### GOAL OF THE EXERCISE:
Find each line in the rows below that contains the word "server" and copy those lines out.
───── PROVIDED RECORDS
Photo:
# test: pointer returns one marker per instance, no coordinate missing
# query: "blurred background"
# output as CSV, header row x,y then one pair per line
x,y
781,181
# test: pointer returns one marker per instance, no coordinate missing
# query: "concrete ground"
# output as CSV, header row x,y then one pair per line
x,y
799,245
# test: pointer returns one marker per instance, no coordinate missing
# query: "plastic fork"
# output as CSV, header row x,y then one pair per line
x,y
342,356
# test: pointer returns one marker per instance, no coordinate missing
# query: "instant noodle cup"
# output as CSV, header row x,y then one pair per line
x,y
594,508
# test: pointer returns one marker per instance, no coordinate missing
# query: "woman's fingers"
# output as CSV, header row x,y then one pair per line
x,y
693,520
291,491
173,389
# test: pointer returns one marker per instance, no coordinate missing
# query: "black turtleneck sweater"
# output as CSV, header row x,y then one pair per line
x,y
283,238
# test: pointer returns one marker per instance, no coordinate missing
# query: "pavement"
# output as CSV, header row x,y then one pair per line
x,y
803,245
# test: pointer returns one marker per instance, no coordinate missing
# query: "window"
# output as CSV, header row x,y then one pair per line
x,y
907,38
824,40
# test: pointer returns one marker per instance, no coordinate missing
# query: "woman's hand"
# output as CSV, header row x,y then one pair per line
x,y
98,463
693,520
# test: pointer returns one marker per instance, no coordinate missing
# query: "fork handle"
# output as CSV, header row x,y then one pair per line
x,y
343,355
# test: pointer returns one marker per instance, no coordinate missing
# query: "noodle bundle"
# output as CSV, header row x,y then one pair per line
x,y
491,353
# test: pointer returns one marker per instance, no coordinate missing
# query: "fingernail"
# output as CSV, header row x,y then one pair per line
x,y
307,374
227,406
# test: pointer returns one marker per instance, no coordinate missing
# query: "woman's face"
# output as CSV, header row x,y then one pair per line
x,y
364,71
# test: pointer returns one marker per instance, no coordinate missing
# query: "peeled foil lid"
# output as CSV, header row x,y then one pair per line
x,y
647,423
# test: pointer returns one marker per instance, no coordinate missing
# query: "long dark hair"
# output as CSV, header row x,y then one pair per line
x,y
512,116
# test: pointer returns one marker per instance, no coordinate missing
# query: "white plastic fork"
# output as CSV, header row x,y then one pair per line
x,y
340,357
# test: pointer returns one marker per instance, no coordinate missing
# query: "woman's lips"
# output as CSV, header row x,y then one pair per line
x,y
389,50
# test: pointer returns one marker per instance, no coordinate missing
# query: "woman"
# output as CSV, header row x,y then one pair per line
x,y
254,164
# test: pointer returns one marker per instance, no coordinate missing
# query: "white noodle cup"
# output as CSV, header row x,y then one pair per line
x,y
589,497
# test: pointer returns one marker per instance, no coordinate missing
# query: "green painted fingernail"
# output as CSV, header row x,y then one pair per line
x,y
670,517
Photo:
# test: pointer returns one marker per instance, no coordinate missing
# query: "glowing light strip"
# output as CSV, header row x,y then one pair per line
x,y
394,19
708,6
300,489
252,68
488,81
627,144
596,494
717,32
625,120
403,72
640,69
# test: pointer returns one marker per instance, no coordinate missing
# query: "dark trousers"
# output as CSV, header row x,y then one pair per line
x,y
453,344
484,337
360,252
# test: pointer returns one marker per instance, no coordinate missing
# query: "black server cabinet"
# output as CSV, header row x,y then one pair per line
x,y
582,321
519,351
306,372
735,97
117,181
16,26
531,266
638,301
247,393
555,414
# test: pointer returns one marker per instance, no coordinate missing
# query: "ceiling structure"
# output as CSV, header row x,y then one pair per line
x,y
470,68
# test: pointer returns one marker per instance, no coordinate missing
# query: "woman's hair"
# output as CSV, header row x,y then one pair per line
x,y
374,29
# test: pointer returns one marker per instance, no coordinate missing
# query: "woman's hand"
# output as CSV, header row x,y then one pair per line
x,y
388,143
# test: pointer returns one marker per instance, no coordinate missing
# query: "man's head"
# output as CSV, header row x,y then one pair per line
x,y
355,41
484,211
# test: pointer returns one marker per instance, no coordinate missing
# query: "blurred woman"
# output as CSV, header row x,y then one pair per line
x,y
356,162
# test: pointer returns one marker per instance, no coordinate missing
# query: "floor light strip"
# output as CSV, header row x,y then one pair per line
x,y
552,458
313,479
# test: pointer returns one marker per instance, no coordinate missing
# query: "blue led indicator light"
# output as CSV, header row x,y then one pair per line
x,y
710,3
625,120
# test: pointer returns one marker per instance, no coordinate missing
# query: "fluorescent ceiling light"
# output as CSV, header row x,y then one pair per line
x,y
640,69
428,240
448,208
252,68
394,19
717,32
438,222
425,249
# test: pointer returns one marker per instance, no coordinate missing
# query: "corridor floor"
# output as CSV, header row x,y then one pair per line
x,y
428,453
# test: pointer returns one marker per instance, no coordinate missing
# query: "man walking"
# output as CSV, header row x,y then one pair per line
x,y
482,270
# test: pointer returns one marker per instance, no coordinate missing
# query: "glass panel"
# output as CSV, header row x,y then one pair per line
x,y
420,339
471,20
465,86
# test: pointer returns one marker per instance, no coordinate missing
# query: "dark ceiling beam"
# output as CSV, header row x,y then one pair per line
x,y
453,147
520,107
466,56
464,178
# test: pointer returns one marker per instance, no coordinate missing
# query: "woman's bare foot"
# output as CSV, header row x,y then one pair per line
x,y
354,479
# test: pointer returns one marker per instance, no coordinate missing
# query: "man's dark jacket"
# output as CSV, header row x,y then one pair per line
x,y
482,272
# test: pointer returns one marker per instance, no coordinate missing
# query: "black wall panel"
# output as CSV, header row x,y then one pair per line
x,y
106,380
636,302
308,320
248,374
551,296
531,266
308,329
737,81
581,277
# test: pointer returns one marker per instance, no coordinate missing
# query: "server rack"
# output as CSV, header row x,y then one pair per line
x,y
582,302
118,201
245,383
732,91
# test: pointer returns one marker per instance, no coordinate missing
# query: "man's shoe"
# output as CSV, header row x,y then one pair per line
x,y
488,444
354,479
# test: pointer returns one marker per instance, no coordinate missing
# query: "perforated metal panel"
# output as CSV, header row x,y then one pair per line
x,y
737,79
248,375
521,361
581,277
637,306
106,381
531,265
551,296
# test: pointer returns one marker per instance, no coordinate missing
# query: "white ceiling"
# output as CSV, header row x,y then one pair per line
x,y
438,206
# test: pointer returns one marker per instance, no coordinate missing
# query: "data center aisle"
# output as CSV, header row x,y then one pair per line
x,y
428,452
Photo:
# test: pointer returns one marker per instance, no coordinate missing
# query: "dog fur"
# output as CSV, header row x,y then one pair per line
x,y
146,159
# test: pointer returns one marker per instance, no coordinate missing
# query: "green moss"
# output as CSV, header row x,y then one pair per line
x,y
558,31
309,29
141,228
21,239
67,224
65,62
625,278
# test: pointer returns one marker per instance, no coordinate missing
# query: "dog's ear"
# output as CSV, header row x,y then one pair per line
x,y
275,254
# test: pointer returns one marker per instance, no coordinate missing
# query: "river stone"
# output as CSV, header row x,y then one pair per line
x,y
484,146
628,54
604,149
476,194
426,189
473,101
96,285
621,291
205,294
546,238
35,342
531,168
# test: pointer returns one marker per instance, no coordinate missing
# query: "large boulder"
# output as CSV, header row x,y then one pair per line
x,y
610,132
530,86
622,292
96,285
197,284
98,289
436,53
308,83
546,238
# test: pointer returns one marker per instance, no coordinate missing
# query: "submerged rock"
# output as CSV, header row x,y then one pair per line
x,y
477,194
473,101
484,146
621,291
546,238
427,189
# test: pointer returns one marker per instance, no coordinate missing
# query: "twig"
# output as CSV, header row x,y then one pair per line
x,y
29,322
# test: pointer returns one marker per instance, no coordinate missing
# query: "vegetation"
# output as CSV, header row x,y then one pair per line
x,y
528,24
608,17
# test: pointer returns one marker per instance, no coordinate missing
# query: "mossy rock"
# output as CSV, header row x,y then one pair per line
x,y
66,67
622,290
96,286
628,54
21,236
──────────
### RESULT BELOW:
# query: "black server cabinet"
# query: "server rack"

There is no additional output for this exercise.